> _INSTRUCTIONS TO FOLLOW_
All of the data is to be written out again exactly, without the pictures.

[Saved entries]
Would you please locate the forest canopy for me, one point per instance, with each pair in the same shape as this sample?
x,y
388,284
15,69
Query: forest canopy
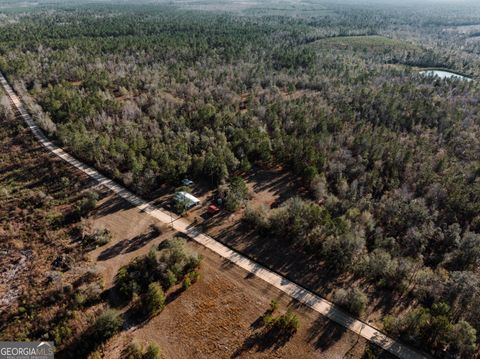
x,y
390,159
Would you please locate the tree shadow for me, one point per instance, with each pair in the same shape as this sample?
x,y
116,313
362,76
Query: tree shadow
x,y
129,245
263,340
324,333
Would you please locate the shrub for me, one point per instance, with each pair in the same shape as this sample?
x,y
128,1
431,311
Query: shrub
x,y
354,300
107,325
287,322
154,299
87,204
132,351
186,282
153,352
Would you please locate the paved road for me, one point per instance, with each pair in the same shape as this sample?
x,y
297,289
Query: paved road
x,y
304,296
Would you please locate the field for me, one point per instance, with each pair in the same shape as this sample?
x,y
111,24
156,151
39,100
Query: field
x,y
220,315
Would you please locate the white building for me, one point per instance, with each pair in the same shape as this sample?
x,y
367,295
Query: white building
x,y
187,199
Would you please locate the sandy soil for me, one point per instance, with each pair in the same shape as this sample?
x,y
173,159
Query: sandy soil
x,y
219,316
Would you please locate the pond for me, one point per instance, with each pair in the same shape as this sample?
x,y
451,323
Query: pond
x,y
444,74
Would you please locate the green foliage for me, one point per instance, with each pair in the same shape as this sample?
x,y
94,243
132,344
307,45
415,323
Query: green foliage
x,y
87,204
152,352
436,327
330,93
354,300
171,264
154,299
234,194
107,325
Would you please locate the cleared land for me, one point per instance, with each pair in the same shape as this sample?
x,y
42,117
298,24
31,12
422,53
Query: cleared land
x,y
226,303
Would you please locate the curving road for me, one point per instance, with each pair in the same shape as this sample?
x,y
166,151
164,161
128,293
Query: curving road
x,y
301,294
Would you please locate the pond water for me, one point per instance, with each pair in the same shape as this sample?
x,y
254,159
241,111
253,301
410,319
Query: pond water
x,y
443,74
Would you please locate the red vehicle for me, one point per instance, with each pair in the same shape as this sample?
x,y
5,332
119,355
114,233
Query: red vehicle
x,y
212,209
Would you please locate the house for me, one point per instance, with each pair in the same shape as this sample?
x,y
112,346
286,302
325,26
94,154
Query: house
x,y
186,199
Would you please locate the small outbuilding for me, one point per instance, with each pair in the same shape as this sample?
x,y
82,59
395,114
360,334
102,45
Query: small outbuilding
x,y
186,199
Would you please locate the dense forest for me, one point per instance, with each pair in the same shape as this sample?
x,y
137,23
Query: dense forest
x,y
151,93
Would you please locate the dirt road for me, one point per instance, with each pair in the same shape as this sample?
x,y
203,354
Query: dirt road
x,y
304,296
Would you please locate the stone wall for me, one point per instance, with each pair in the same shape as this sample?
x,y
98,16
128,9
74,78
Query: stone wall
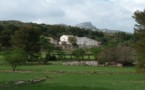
x,y
81,63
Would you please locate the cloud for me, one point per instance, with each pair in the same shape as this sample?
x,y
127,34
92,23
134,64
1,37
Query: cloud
x,y
112,14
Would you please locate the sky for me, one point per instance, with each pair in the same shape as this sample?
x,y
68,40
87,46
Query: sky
x,y
110,14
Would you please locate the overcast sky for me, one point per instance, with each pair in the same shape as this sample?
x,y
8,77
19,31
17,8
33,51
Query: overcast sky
x,y
111,14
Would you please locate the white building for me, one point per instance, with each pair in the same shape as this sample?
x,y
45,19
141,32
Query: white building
x,y
81,41
87,42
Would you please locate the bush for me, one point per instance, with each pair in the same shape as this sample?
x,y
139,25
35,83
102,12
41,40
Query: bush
x,y
15,57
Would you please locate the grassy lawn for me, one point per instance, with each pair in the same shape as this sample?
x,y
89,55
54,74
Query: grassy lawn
x,y
75,78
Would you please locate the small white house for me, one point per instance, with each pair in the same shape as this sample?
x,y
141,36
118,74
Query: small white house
x,y
81,41
65,38
87,42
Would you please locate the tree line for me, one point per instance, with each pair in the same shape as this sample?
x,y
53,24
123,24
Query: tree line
x,y
17,37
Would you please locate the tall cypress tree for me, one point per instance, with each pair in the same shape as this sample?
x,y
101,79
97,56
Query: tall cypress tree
x,y
139,17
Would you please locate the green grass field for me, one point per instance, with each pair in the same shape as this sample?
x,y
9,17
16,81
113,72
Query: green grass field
x,y
75,78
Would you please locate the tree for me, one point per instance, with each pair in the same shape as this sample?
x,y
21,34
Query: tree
x,y
28,38
139,17
5,38
79,53
95,51
73,41
15,57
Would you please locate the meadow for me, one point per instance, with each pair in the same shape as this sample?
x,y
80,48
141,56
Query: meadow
x,y
62,77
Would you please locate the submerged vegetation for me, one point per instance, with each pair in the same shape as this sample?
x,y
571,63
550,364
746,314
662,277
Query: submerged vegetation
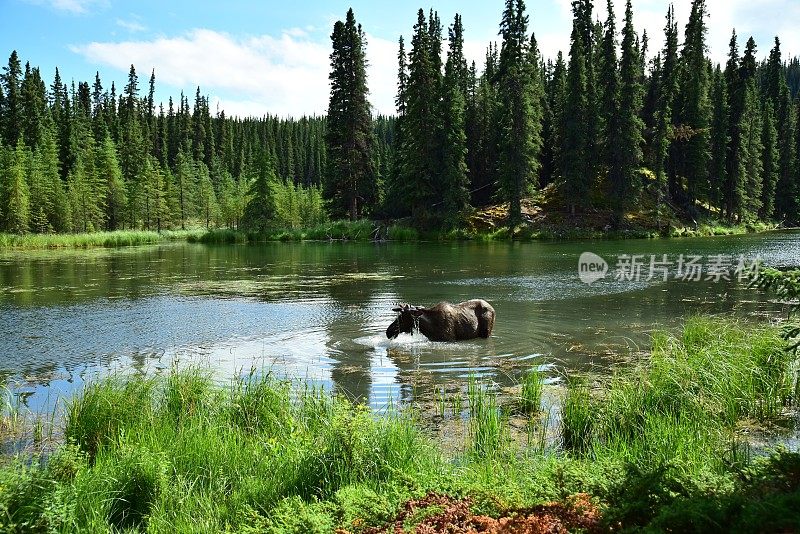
x,y
658,447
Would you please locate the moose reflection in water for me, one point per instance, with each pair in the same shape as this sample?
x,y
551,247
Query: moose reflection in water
x,y
445,321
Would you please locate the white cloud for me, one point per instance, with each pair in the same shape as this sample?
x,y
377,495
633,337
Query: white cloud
x,y
763,19
132,25
78,7
284,75
287,73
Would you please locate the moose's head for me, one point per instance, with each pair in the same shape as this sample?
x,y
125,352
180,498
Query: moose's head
x,y
407,317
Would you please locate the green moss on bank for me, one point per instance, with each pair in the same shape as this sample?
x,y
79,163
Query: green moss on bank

> _SOLUTION FOR THIS TASK_
Would you please locate the forest canopy for me, one point per instance, with each pair in the same shape as this sample?
x,y
388,284
15,69
Query: forest canopy
x,y
390,159
Would you please locate the tree shadow for me, one point per instance, with each pair in the same shape as this sample?
x,y
116,313
362,76
Query: tree shadow
x,y
129,245
263,340
324,333
Would you please locate the shrub for me, one point per instance, with each pair in the same shape as this sample?
x,y
128,1
431,311
Query: shrub
x,y
354,300
107,325
287,322
154,299
87,204
132,351
186,282
153,352
Would you please locate the paved road for me, one point per instance, with each pair in the same shape as this sample?
x,y
297,289
Query: paved road
x,y
304,296
Would you please locate the field for me, one point per instance, with each pair in the same shape as this sample?
x,y
111,24
156,151
39,100
Query: field
x,y
220,315
Would you please locate the white building for me, one point per instance, with each pair in the same shape as this sample?
x,y
367,295
Query: white building
x,y
187,199
Would you please locate the sandy soil for me, one point per instance, with each pair in the same shape as this sample?
x,y
173,159
Query: sandy soil
x,y
219,316
Would you please locate the pond for me, one point per instance, with each pair in the same shape as this sample?
x,y
451,323
Query: pond
x,y
444,74
Would you please locate the green foliage for me, one point per instance, with each pair in the same shape as this sample?
x,y
94,243
132,344
307,45
415,323
Query: green foliage
x,y
87,204
152,352
436,327
330,93
354,300
171,264
154,299
234,194
107,325
Would you please locate the cleared land for me, one point per instance, with each pair in the same shape as this sample?
x,y
42,117
298,24
31,12
422,53
Query: cleared land
x,y
226,303
Would you please locate the curving road for me, one point per instance, with each pair in the same shape as this sample?
x,y
166,151
164,161
128,293
Query: curving road
x,y
301,294
Would you please locate the pond water for me, one point per instance, with each pair in the same shape as this sample?
x,y
254,159
241,111
253,301
410,319
Query: pond water
x,y
443,74
Would you please locate the red vehicle for me, one point per instance, with each pair in the same shape as this sample?
x,y
5,332
119,355
114,233
Query: red vehicle
x,y
212,209
Would you please locate the house for me, one point per instance, with each pair in the same shape as this sample?
x,y
112,346
286,302
325,26
94,154
Query: house
x,y
186,199
Would you please locate the small outbuilding for me, one point per instance, with each pair in the same shape as this sample?
x,y
82,59
395,114
360,334
102,45
Query: small outbuilding
x,y
186,199
Would you please locate the dense forest for me, one point per instance, with each pair in the same shape as this sample?
x,y
137,23
Query: dense forest
x,y
151,93
Would you please locate the dirt road for me, one point per instance, with each pair in the same shape as this sample?
x,y
203,354
Query: dirt road
x,y
304,296
Would you please locate the stone wall for me, one point per instance, with each pair in the same shape as this sample?
x,y
98,16
128,9
74,78
Query: stone wall
x,y
81,63
Would you please locate the cloud for me, one point per instance, with each pair in the same shape as this sample?
x,y
127,34
92,23
134,64
1,37
Query: cloud
x,y
112,14
Would you please locate the sky for me, one point per instance, with each pair in the same shape as this sample?
x,y
68,40
87,46
Query: sky
x,y
110,14
Would you please locate the overcast sky for me, one point per instance, with each pair in the same shape as this sample?
x,y
8,77
19,31
17,8
33,51
Query: overcast sky
x,y
111,14
Would you please locate the white building for me, one point per instance, with each pair in the same shape as this sample?
x,y
45,19
141,32
Query: white building
x,y
81,41
87,42
Would you please locate the bush for me, one point per instance, with each pair in the same shape as this sample?
x,y
139,25
35,83
102,12
41,40
Query: bush
x,y
15,57
Would you please locate the grassy lawn for me, one point per instance, with each pair in the same shape as this sample?
x,y
89,55
54,74
Query: grassy lawn
x,y
75,78
Would you please locate the small white house for me, one point per instance, with each pair in the same shape as this sample?
x,y
141,36
118,74
Query: small white house
x,y
81,41
65,38
87,42
Would you please locate the tree line for me, one point per instance, with each pair in the same shape as this sample?
x,y
53,24
123,24
Query: tree line
x,y
17,37
Would you please locate the tall cypress tree for me, one point per instance, with each pair in the same shape as this sample?
x,y
101,79
97,56
Query: tall cypress tree
x,y
139,17
Would you please locate the green grass field for me, one point per instance, with each pair in the same shape as this sample?
x,y
9,17
16,81
113,72
Query: green grass field
x,y
75,78
Would you please locate the tree for me, one point per instance, with each pair in the same shape as this sample?
x,y
21,34
Query: tree
x,y
28,38
139,17
5,38
79,53
95,51
73,41
15,57
Would you please locate the meadow for me, one point per instance, with each pair in the same shape as this sample?
x,y
80,48
141,56
Query: meadow
x,y
62,77
Would you please locate the submerged vegetation for me, one point per instance, with each pair in the same shape as this sample?
x,y
571,63
550,364
746,314
662,277
Query: submerged vegetation
x,y
658,447
Would you please locate the moose reflection in water for me, one point per instance, with each pair in the same shape as this sample?
x,y
551,247
Query: moose reflection in water
x,y
445,321
Would you please locate the white cloud for me, one point per instance, with each pair in the same shape as this sample?
x,y
377,495
633,337
Query: white cloud
x,y
763,19
132,25
78,7
284,75
287,73
Would you please locate the moose's head for me, one point per instance, with each pair in the same shape as this sample?
x,y
125,352
180,498
Query: moose's head
x,y
407,317
Would you please locate the green moss on bank for me, one point per instance, with each pair in the same shape as this sample?
x,y
79,163
Query: green moss on bank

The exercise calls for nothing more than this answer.